**Given problem:** Please list every line in the records below that contains the word "vase", copying each one in full.

※

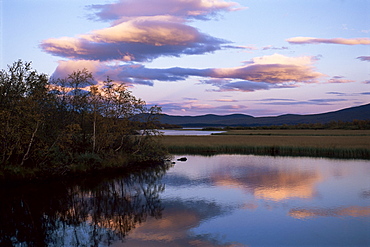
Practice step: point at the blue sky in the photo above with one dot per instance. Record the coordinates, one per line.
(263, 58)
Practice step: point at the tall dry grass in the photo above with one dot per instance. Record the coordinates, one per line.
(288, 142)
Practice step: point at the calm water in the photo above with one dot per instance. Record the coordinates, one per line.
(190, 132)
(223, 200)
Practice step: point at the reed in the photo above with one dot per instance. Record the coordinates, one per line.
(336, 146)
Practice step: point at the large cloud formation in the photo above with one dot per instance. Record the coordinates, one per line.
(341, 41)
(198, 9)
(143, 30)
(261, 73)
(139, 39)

※

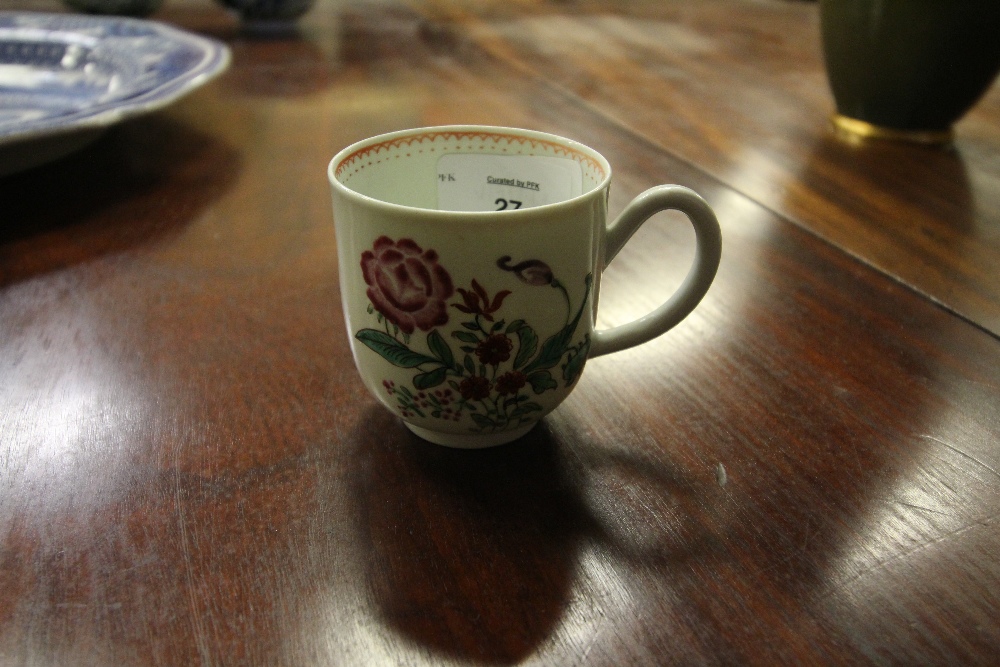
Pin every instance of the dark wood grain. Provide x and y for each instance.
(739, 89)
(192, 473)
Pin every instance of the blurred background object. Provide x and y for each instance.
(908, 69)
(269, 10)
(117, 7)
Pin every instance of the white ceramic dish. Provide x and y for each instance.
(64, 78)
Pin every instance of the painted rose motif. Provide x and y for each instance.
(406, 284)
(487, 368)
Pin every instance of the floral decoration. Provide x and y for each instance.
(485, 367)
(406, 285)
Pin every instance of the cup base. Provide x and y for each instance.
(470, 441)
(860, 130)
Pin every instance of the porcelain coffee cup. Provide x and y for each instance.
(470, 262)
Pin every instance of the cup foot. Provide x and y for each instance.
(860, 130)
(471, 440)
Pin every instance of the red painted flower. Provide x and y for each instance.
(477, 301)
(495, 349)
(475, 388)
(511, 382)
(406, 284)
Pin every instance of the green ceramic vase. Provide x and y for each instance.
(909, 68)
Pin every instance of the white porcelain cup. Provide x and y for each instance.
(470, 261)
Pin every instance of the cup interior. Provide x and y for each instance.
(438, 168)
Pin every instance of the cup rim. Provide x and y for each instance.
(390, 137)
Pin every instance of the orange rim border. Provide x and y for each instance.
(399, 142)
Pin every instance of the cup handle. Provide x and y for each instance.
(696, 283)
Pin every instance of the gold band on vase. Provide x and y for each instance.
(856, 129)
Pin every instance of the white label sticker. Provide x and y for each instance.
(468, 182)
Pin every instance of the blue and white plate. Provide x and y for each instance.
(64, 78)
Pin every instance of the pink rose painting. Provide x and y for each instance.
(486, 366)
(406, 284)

※

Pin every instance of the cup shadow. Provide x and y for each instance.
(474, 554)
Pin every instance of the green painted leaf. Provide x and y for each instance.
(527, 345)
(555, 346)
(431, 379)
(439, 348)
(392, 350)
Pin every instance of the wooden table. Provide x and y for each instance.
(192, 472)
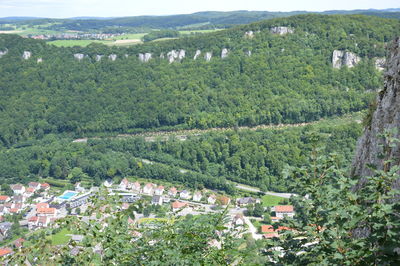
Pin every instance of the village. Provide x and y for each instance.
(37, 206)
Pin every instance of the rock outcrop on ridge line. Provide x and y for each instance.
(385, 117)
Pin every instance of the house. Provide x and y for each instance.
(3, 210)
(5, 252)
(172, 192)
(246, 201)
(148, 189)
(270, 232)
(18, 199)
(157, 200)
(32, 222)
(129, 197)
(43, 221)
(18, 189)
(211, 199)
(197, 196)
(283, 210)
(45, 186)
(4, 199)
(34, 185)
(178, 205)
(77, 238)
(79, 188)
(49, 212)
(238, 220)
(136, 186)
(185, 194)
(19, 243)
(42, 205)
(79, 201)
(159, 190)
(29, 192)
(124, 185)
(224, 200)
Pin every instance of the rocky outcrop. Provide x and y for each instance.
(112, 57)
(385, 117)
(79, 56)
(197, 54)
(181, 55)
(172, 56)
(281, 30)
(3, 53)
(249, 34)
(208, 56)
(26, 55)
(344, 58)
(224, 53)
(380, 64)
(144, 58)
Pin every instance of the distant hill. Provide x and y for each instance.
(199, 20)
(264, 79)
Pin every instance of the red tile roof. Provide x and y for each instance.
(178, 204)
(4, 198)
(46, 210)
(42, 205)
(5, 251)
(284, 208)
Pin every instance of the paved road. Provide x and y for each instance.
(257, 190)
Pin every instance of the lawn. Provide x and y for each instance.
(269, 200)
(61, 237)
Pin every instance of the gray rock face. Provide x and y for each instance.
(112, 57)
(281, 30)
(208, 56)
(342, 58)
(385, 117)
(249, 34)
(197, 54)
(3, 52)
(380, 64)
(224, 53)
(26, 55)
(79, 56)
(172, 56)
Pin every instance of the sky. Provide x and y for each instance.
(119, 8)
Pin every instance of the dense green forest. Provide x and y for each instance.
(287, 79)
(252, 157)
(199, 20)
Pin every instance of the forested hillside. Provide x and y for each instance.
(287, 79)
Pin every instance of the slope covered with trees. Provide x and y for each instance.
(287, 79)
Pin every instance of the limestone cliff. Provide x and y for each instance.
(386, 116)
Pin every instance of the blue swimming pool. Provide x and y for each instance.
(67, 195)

※

**Correct result:**
Pin every instance of the green ceramic vase. Provide x and y for each instance.
Pin every instance of the gold band on vase. Provide x and y for each instance.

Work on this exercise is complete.